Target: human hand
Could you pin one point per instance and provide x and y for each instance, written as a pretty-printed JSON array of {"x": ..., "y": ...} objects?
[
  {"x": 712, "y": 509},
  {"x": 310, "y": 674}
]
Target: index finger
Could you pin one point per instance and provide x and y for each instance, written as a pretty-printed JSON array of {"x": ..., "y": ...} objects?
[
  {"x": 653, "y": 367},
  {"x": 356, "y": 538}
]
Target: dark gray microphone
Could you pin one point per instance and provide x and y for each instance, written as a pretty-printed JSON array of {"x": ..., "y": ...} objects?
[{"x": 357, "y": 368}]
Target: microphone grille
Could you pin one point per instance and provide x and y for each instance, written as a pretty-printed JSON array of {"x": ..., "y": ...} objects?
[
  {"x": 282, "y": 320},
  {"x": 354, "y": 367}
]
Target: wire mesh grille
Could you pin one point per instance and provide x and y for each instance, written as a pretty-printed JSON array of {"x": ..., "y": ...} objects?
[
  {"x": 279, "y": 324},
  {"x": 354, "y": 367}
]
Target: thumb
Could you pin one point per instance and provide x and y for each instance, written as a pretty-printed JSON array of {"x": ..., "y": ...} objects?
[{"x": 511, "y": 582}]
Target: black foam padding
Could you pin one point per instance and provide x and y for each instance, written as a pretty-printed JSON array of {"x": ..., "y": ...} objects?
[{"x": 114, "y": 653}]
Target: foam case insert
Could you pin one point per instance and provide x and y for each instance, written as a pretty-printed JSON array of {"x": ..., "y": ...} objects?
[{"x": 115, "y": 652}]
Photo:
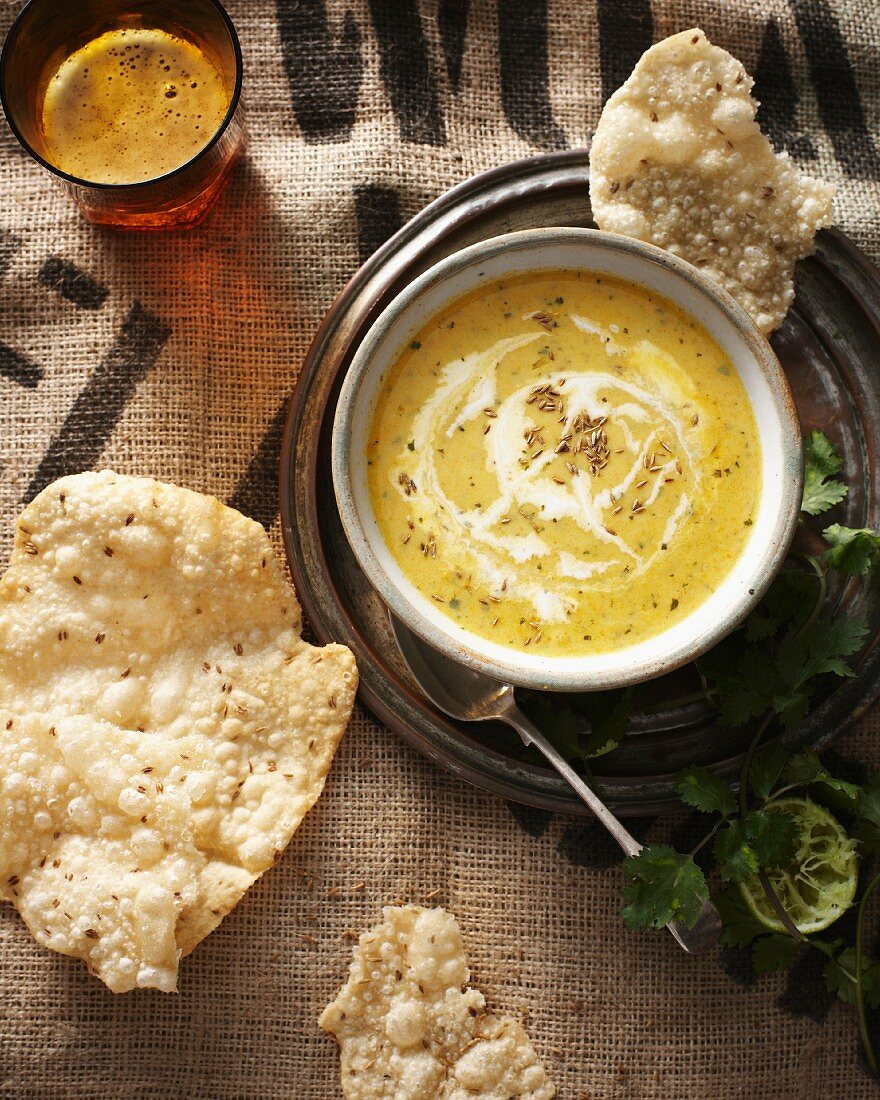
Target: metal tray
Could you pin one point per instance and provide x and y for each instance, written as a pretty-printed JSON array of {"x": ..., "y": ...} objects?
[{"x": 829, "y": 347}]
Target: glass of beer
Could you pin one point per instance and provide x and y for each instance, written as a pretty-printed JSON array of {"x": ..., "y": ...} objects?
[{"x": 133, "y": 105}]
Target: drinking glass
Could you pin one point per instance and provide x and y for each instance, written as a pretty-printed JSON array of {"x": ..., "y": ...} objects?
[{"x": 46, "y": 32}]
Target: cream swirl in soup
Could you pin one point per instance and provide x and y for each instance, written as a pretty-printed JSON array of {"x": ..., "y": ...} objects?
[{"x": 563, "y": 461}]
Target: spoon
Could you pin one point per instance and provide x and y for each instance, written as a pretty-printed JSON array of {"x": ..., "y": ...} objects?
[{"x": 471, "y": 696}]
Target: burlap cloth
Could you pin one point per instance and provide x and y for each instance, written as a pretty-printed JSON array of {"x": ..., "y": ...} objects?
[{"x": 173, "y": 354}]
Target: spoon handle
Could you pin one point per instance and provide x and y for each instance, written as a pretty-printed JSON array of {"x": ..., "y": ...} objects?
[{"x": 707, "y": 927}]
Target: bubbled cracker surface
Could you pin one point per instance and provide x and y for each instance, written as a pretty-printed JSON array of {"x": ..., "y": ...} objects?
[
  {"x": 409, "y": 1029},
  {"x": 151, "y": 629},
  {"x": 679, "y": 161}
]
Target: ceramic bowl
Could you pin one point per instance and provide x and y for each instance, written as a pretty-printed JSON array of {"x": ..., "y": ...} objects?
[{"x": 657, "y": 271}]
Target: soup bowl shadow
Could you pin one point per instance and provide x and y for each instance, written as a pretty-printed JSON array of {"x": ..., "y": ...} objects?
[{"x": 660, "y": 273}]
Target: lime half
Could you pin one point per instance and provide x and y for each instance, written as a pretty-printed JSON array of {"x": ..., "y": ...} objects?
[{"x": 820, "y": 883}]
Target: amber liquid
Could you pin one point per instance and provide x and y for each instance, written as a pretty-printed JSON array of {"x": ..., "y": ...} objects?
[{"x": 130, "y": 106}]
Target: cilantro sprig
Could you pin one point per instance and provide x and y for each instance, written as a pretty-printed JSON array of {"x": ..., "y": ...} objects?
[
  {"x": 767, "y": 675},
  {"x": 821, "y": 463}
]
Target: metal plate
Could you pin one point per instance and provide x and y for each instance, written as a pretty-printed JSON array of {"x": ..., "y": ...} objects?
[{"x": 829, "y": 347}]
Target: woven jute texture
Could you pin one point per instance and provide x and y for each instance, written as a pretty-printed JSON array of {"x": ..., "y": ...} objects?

==

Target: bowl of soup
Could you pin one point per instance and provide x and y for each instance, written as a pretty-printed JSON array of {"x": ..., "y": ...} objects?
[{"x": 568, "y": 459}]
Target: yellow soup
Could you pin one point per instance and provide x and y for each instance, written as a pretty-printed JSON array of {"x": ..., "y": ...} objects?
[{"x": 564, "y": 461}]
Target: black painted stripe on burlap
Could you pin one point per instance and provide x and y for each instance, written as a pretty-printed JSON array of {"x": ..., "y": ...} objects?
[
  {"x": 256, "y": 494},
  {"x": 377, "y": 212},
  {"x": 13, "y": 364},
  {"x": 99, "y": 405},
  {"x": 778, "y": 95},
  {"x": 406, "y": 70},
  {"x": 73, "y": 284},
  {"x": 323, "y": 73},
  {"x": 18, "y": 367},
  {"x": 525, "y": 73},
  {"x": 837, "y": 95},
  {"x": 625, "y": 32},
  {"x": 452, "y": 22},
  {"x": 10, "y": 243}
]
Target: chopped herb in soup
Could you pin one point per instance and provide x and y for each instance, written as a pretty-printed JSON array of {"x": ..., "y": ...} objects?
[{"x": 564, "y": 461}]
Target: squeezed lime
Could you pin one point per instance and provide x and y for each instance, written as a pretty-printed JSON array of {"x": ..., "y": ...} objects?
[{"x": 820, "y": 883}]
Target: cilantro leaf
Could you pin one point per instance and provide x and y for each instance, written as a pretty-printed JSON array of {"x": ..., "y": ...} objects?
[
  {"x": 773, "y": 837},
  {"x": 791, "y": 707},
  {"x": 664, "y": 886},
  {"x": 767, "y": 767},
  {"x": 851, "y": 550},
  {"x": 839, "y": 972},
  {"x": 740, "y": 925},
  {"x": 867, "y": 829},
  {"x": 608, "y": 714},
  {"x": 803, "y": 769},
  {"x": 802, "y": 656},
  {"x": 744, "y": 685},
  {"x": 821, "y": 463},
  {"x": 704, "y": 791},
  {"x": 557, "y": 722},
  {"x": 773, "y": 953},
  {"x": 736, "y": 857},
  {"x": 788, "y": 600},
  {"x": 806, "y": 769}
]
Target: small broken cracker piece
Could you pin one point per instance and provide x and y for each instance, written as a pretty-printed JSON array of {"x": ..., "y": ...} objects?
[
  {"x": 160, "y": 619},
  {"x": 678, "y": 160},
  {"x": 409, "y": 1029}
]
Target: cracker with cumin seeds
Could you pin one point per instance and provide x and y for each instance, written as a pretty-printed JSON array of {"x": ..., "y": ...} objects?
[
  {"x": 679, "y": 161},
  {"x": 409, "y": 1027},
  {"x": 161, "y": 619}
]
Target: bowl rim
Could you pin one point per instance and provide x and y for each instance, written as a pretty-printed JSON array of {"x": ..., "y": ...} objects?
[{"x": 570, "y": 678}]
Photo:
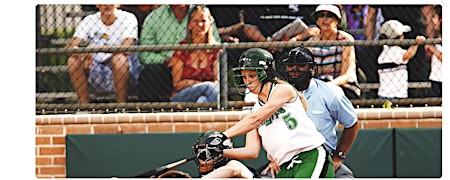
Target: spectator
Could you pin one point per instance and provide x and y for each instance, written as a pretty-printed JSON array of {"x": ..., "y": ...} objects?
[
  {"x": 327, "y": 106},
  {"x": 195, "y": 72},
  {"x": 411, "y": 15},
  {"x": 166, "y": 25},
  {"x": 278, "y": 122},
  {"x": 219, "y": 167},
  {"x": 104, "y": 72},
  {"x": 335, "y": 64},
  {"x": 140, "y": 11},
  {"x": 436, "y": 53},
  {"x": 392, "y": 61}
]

PROBLEM TO SOLVE:
Between and including the line above that contains "Target: foam case insert" and the line that contains "Target: metal tray", restate every line word for word. Pictures stay out.

OUTPUT FOR THIS EXERCISE:
Target: foam case insert
Could you pin one point per instance and provide x and y for each instance, written as a pretty-printed JSON array of {"x": ..., "y": ...} objects?
[{"x": 115, "y": 652}]
Photo:
Target: metal tray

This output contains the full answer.